### SHORT TASK
Pull out every line of the listing below that contains the word "stall". Letter case matters.
####################
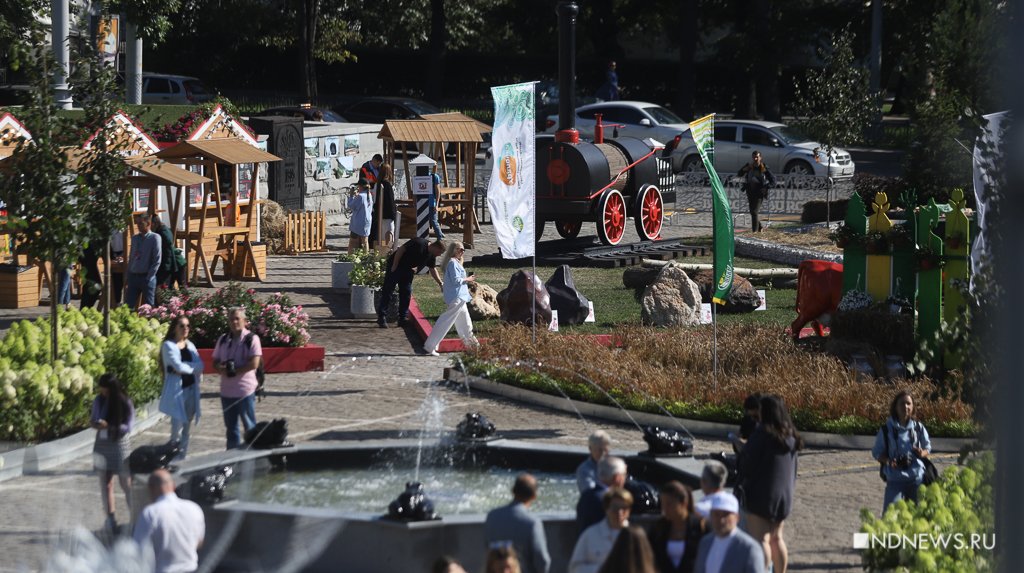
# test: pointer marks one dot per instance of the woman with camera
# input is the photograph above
(900, 445)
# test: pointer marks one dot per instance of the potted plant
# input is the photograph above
(340, 270)
(366, 278)
(845, 236)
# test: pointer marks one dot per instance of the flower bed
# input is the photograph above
(276, 320)
(675, 369)
(41, 401)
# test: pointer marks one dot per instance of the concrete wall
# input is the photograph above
(330, 172)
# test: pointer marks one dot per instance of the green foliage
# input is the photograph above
(961, 502)
(40, 401)
(369, 268)
(835, 104)
(276, 320)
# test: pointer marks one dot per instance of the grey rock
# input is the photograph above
(673, 300)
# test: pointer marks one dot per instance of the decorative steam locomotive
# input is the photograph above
(606, 181)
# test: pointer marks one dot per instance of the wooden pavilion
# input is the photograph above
(455, 208)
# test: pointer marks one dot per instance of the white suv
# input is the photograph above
(167, 89)
(783, 148)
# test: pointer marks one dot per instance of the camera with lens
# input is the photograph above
(903, 461)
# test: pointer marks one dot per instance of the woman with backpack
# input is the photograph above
(902, 447)
(113, 415)
(182, 373)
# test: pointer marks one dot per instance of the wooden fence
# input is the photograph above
(305, 231)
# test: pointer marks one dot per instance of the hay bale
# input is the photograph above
(272, 224)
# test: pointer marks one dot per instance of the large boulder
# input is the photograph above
(742, 298)
(516, 301)
(673, 300)
(572, 307)
(484, 303)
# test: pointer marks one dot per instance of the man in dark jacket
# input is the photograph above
(513, 525)
(402, 265)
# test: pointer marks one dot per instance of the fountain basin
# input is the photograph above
(250, 535)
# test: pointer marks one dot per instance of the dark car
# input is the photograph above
(306, 113)
(377, 109)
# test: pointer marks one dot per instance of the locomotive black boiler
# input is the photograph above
(606, 181)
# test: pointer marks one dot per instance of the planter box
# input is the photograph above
(307, 358)
(18, 287)
(339, 274)
(363, 302)
(244, 269)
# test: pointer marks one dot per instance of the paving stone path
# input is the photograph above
(374, 385)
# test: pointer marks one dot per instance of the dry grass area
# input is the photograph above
(816, 238)
(675, 366)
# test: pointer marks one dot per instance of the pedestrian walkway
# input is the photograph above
(374, 386)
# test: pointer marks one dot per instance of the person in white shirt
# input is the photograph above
(174, 528)
(596, 541)
(712, 482)
(729, 549)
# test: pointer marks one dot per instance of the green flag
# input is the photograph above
(702, 131)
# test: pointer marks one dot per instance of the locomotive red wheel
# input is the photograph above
(611, 213)
(568, 229)
(648, 213)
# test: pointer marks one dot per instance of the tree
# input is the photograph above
(835, 104)
(58, 204)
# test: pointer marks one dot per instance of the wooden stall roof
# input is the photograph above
(229, 150)
(457, 117)
(165, 173)
(420, 130)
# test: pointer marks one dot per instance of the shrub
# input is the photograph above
(961, 502)
(673, 367)
(40, 401)
(276, 320)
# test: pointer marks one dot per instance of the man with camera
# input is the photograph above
(237, 356)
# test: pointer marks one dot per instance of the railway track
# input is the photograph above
(588, 252)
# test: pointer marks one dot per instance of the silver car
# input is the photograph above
(784, 150)
(632, 119)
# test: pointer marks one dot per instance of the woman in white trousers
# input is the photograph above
(456, 297)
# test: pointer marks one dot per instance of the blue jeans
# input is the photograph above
(900, 490)
(140, 284)
(233, 409)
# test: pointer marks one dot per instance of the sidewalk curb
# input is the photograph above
(39, 457)
(714, 430)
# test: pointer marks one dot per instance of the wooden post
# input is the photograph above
(854, 263)
(929, 279)
(880, 271)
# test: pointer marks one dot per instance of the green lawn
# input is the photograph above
(613, 304)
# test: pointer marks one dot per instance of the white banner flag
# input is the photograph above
(512, 190)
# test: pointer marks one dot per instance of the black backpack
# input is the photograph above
(260, 371)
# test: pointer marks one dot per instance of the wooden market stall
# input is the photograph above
(455, 209)
(218, 227)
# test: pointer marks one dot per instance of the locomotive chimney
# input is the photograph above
(567, 11)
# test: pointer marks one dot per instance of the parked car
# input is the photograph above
(307, 113)
(168, 89)
(784, 149)
(377, 109)
(632, 119)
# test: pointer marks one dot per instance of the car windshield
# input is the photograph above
(791, 135)
(664, 116)
(422, 107)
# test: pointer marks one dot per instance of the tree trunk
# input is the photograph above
(307, 36)
(438, 51)
(687, 52)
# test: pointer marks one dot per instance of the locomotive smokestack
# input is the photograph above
(567, 11)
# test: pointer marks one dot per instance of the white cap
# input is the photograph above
(724, 501)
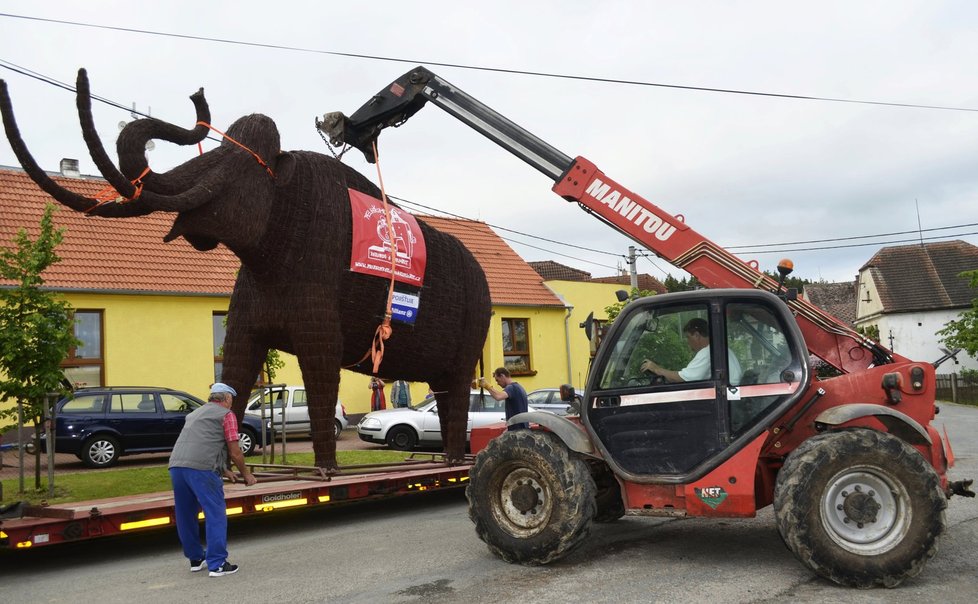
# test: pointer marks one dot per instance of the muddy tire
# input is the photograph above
(532, 502)
(859, 507)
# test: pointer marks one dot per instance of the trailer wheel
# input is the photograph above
(100, 451)
(402, 438)
(531, 501)
(860, 507)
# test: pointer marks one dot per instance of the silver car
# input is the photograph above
(406, 428)
(548, 399)
(293, 400)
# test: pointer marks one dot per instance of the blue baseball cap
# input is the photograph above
(219, 387)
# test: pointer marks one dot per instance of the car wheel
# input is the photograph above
(247, 441)
(100, 451)
(859, 507)
(402, 438)
(531, 500)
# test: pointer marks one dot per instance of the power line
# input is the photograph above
(741, 248)
(851, 245)
(489, 69)
(957, 226)
(517, 242)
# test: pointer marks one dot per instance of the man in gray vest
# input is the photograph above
(199, 459)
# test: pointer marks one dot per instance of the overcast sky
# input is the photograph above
(744, 170)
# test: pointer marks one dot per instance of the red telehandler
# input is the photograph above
(854, 468)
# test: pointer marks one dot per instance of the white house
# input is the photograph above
(911, 291)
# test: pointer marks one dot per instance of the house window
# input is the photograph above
(84, 366)
(219, 321)
(516, 346)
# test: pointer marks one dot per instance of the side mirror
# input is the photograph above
(588, 325)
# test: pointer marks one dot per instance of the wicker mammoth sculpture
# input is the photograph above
(287, 217)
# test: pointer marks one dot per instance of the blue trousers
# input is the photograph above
(193, 491)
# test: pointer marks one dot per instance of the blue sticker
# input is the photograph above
(404, 308)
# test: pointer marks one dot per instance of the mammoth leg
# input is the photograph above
(319, 361)
(453, 413)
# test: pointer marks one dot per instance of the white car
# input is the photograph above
(408, 427)
(293, 400)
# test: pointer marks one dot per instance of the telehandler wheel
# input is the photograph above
(860, 507)
(608, 505)
(531, 501)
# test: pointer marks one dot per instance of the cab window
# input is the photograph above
(657, 334)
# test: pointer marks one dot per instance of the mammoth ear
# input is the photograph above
(284, 168)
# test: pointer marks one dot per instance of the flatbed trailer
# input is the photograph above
(279, 487)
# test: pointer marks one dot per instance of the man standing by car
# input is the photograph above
(512, 392)
(199, 458)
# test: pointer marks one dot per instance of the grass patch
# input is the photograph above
(102, 484)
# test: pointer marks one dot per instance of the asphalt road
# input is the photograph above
(423, 548)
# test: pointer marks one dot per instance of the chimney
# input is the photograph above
(69, 168)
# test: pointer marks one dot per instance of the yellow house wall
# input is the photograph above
(156, 340)
(548, 356)
(585, 297)
(168, 341)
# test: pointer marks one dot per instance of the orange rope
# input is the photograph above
(253, 154)
(384, 329)
(109, 194)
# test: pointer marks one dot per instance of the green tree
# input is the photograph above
(36, 326)
(870, 331)
(963, 331)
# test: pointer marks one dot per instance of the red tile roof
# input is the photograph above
(128, 255)
(112, 255)
(923, 276)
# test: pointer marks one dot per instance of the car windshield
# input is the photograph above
(427, 400)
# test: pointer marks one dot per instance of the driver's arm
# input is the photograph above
(669, 374)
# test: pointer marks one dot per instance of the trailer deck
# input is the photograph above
(279, 487)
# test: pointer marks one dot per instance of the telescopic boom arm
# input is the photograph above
(580, 181)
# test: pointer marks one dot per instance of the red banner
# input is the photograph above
(373, 244)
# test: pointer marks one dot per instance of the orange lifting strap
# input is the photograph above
(376, 352)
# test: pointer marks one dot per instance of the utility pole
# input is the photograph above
(631, 267)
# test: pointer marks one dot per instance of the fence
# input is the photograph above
(951, 387)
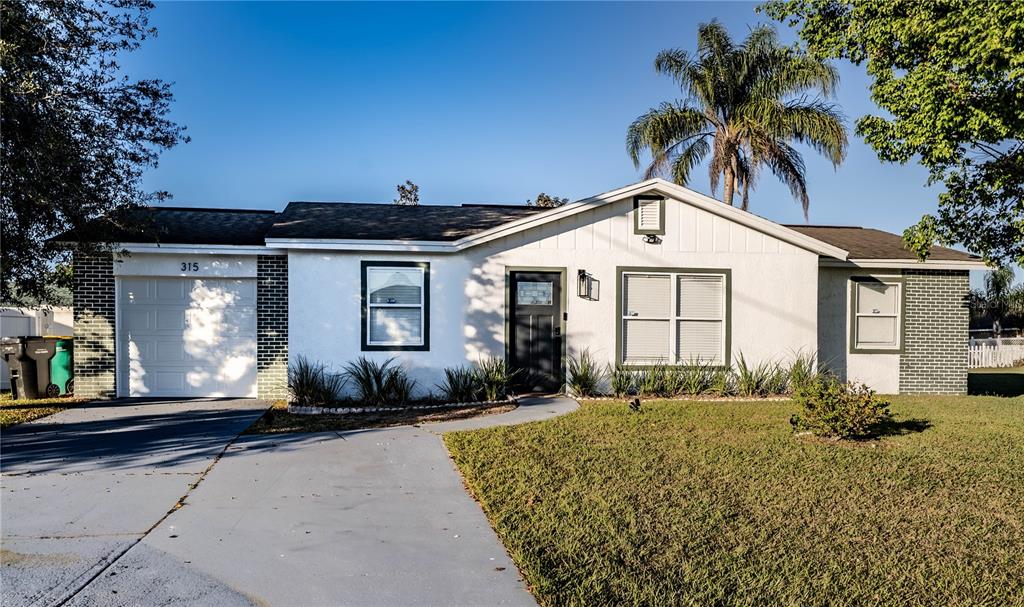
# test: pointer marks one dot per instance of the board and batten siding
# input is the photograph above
(774, 288)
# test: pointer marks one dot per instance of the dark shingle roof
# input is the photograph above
(175, 225)
(866, 243)
(391, 222)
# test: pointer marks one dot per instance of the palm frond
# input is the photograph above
(690, 157)
(660, 128)
(787, 165)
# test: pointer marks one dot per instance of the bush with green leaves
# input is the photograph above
(585, 374)
(462, 384)
(496, 378)
(836, 409)
(310, 384)
(380, 384)
(621, 380)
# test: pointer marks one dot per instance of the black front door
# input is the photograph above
(536, 343)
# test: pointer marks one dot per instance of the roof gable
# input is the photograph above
(363, 221)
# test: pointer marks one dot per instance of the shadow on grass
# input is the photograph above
(995, 383)
(898, 428)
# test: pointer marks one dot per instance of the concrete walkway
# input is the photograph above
(81, 487)
(374, 517)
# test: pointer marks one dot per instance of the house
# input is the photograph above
(213, 302)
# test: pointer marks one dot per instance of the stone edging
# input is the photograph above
(344, 410)
(708, 398)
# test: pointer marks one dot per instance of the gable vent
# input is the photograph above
(648, 215)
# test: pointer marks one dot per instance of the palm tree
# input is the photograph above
(745, 106)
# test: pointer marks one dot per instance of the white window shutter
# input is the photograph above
(644, 342)
(700, 331)
(701, 296)
(647, 295)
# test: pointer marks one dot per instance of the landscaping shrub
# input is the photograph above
(622, 380)
(833, 408)
(754, 380)
(650, 381)
(310, 384)
(585, 375)
(695, 378)
(723, 381)
(462, 384)
(380, 384)
(802, 371)
(496, 378)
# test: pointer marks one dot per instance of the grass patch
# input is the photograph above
(278, 420)
(13, 413)
(996, 382)
(719, 503)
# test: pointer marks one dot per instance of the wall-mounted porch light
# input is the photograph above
(588, 287)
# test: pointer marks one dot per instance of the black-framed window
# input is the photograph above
(876, 314)
(395, 305)
(674, 316)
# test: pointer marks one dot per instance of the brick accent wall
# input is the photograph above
(271, 327)
(94, 321)
(935, 334)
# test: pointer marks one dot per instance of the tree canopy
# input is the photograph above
(77, 132)
(547, 202)
(409, 194)
(949, 77)
(747, 104)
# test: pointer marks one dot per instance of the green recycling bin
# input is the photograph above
(62, 369)
(54, 363)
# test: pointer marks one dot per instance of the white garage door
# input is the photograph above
(186, 337)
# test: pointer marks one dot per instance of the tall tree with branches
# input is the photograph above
(77, 132)
(745, 106)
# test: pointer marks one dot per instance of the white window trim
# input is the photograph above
(421, 306)
(673, 317)
(855, 347)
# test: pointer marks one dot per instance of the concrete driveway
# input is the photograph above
(81, 487)
(375, 517)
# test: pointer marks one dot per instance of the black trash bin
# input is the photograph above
(23, 367)
(42, 350)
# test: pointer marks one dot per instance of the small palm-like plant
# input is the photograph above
(496, 378)
(754, 380)
(745, 105)
(585, 375)
(380, 384)
(310, 384)
(462, 384)
(696, 378)
(623, 380)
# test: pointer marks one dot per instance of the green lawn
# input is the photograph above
(999, 382)
(719, 504)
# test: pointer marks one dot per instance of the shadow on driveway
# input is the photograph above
(126, 434)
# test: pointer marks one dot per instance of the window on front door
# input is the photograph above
(674, 317)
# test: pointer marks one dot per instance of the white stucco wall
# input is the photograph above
(880, 372)
(774, 288)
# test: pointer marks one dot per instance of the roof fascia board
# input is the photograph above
(937, 264)
(363, 245)
(197, 249)
(672, 190)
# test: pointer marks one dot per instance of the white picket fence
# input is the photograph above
(995, 352)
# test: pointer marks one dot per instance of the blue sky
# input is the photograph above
(487, 102)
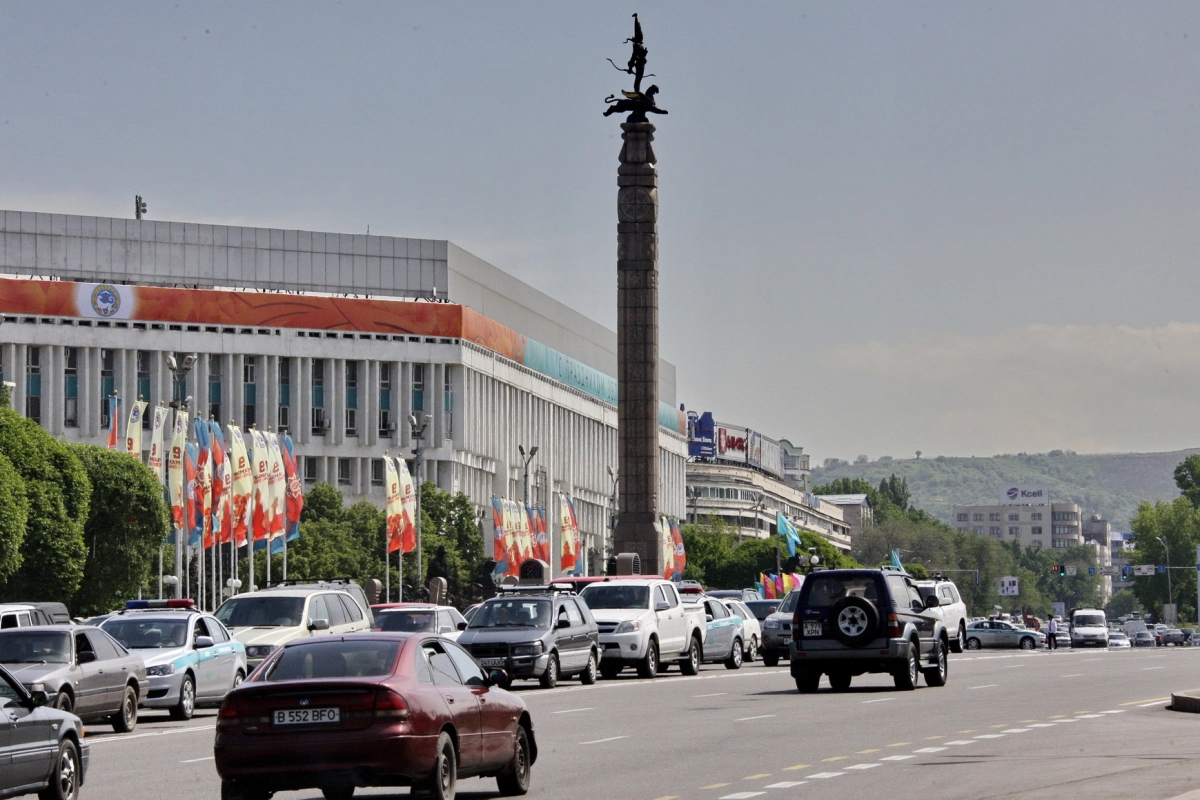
####################
### FINISHED TASK
# test: pointer marks one dot per instance of the wooden stall roof
# test: pointer marks one dot per instance of the wooden market stall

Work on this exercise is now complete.